*** Material for this exercise

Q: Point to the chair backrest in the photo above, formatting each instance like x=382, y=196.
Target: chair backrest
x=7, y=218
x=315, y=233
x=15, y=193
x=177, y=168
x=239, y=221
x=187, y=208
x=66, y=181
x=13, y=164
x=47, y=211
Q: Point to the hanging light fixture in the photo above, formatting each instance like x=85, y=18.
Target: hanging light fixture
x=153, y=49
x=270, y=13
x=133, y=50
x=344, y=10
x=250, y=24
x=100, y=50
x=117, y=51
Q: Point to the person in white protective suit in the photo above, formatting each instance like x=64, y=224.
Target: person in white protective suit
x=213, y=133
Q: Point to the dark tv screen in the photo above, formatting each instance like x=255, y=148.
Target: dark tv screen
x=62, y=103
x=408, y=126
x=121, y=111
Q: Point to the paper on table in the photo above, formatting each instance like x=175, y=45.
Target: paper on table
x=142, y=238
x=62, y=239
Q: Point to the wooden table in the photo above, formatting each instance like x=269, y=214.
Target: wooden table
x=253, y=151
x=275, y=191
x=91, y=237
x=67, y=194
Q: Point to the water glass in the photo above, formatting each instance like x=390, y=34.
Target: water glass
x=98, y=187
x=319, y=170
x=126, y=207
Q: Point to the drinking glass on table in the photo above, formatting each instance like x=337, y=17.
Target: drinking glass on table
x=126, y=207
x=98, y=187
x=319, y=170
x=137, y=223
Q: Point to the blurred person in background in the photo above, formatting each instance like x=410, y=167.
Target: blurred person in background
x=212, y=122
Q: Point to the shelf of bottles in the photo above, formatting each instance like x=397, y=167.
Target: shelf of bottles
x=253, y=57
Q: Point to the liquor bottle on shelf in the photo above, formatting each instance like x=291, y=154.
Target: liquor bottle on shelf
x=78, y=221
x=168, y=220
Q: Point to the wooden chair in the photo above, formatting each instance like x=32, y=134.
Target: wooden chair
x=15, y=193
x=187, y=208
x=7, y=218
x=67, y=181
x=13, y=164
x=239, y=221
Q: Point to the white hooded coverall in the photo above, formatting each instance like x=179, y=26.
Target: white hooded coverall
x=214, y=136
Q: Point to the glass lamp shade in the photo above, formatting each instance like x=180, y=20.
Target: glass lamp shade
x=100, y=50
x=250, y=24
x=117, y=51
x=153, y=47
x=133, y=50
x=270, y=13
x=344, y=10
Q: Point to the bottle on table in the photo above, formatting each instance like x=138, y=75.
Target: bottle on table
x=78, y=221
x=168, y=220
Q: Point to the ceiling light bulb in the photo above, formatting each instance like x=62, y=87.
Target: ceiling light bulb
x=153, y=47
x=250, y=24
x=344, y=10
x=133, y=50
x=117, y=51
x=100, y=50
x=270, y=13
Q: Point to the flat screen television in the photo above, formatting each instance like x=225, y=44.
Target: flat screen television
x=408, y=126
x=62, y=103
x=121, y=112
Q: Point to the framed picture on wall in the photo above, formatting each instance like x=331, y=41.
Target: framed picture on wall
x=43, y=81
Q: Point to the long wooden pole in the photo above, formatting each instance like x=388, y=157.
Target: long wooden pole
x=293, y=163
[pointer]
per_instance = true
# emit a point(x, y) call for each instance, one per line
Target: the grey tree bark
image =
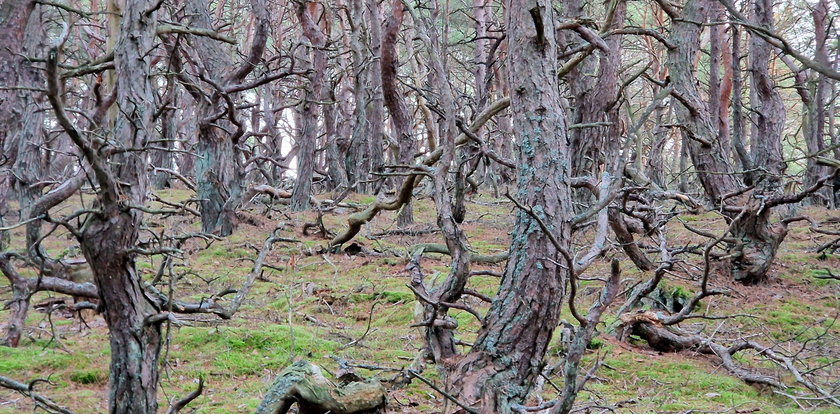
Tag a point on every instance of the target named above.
point(308, 14)
point(507, 355)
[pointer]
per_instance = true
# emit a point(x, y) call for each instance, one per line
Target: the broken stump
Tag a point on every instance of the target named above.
point(304, 384)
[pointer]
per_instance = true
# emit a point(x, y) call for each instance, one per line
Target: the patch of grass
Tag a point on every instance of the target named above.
point(32, 357)
point(88, 377)
point(244, 351)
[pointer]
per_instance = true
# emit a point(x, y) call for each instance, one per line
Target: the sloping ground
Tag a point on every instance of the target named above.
point(358, 308)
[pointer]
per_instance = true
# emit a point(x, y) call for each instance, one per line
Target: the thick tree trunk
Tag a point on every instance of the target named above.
point(109, 235)
point(21, 122)
point(218, 172)
point(508, 353)
point(308, 14)
point(358, 161)
point(376, 108)
point(394, 99)
point(756, 238)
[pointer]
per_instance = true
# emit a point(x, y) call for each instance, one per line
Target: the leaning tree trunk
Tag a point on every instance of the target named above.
point(508, 353)
point(756, 238)
point(218, 171)
point(19, 118)
point(109, 235)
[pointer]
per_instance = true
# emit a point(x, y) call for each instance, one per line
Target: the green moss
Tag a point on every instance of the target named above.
point(87, 377)
point(32, 357)
point(242, 351)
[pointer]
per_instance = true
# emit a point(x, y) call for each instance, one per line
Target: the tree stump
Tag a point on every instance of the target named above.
point(304, 384)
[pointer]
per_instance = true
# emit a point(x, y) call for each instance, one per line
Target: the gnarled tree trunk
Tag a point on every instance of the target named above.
point(508, 353)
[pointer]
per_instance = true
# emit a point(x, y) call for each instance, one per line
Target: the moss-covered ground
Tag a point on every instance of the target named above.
point(315, 306)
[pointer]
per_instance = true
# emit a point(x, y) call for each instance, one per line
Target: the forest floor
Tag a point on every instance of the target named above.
point(317, 306)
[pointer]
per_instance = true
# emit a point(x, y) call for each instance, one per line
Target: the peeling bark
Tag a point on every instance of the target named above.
point(508, 354)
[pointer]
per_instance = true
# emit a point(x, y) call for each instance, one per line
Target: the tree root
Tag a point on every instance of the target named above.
point(303, 383)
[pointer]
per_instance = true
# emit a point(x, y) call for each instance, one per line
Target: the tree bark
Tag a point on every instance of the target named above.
point(21, 122)
point(218, 170)
point(394, 99)
point(508, 353)
point(308, 14)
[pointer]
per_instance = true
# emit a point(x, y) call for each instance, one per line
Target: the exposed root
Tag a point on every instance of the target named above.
point(304, 384)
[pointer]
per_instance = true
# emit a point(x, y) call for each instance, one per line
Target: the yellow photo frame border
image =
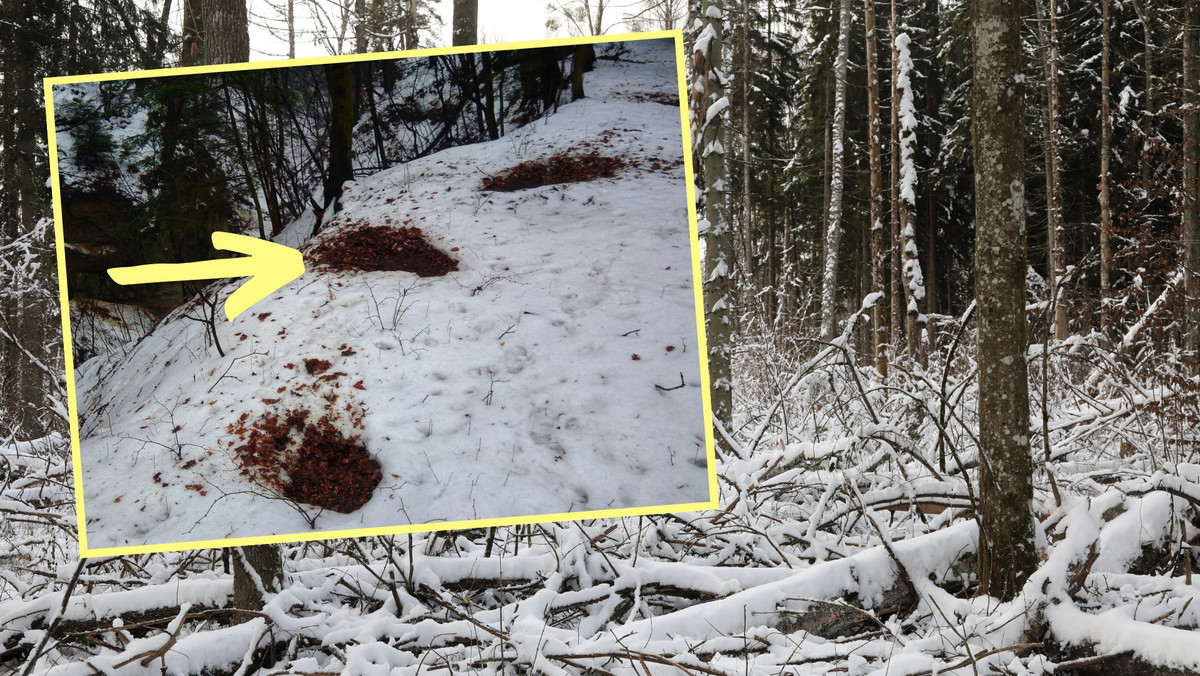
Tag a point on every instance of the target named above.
point(72, 402)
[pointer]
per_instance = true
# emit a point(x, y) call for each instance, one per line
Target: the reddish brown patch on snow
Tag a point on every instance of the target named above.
point(555, 169)
point(306, 461)
point(375, 247)
point(315, 366)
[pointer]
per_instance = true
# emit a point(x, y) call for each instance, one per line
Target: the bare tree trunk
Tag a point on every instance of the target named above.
point(257, 572)
point(894, 193)
point(1147, 108)
point(879, 239)
point(292, 29)
point(1191, 216)
point(466, 22)
point(225, 39)
point(1007, 551)
point(1056, 262)
point(833, 228)
point(913, 279)
point(1105, 150)
point(718, 235)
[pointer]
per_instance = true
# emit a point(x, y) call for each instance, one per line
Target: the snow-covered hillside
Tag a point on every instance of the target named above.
point(540, 377)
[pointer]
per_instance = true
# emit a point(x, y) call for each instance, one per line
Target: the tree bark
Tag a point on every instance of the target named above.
point(1191, 202)
point(837, 180)
point(341, 130)
point(879, 238)
point(466, 22)
point(718, 235)
point(257, 572)
point(1054, 177)
point(1105, 150)
point(1007, 551)
point(898, 304)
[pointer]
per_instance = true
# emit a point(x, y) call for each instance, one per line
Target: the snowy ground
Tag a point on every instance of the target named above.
point(521, 384)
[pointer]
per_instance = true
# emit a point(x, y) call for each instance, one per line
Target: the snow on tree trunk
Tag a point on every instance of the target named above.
point(466, 22)
point(1056, 265)
point(898, 327)
point(257, 572)
point(1007, 551)
point(879, 238)
point(714, 222)
point(226, 37)
point(913, 279)
point(1191, 217)
point(1105, 150)
point(833, 228)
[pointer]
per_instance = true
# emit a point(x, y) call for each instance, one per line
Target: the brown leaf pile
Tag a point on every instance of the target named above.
point(309, 462)
point(553, 169)
point(373, 247)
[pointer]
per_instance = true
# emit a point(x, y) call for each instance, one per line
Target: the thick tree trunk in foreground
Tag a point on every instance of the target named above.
point(879, 239)
point(837, 180)
point(264, 574)
point(1191, 216)
point(718, 237)
point(215, 31)
point(1007, 551)
point(1057, 267)
point(1105, 150)
point(341, 130)
point(223, 37)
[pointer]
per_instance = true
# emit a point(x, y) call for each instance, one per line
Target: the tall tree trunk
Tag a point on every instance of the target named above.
point(1105, 150)
point(931, 143)
point(1145, 15)
point(487, 76)
point(226, 31)
point(222, 36)
point(192, 39)
point(292, 29)
point(879, 238)
point(718, 235)
point(898, 304)
point(466, 22)
point(257, 572)
point(1191, 217)
point(837, 180)
point(360, 27)
point(913, 279)
point(1007, 551)
point(579, 61)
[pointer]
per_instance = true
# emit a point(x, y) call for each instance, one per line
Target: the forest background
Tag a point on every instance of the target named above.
point(855, 432)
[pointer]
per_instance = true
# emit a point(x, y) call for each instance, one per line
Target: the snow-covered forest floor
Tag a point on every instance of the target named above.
point(845, 543)
point(539, 377)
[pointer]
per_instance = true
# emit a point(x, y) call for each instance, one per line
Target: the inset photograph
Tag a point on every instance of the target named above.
point(496, 321)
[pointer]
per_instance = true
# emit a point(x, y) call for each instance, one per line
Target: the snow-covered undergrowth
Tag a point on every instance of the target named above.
point(846, 543)
point(555, 371)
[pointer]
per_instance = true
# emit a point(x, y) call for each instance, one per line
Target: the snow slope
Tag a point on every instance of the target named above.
point(523, 383)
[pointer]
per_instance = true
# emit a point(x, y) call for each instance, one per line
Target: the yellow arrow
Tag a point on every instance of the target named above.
point(269, 265)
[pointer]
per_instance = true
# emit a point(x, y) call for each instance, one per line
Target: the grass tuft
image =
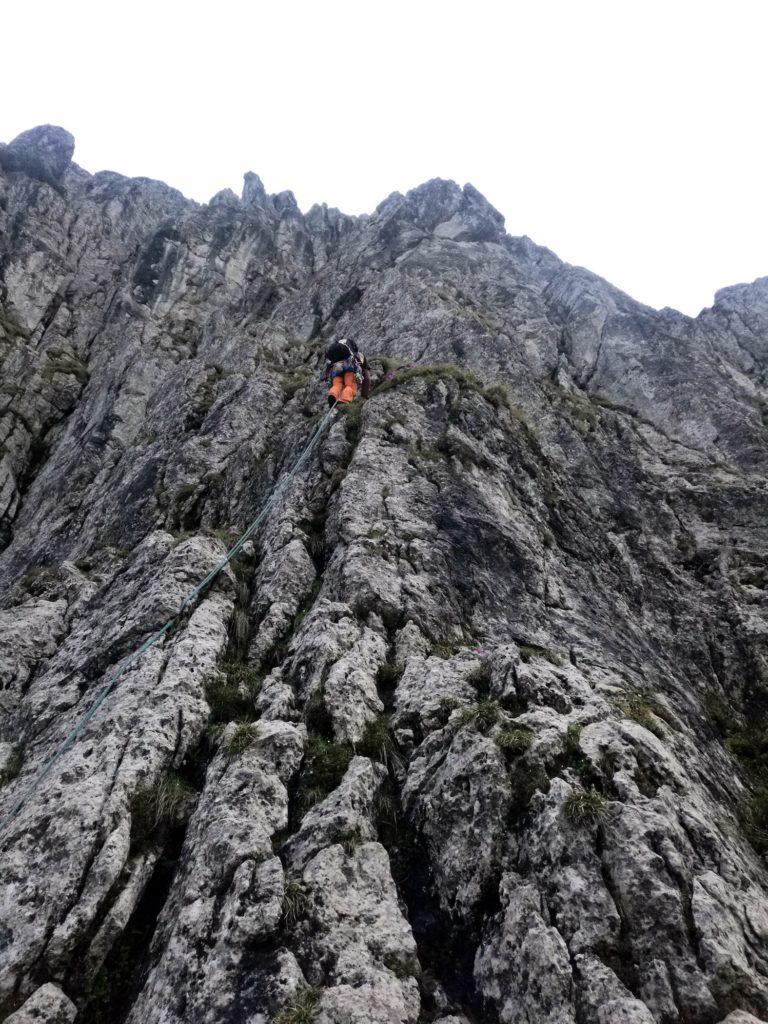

******

- **What is being asked**: Beginning with the first line above and continuing through the line with "x=47, y=211", write out every line again, offsetting each x and y coordinate in the answer points by -104 and keeping the other lines unchanged.

- **Output of the exercise**:
Q: Point to the chair backrest in the photo above, formatting each instance like x=382, y=196.
Target: chair backrest
x=-97, y=114
x=211, y=129
x=-89, y=89
x=73, y=64
x=135, y=117
x=83, y=104
x=-38, y=77
x=-91, y=60
x=-57, y=107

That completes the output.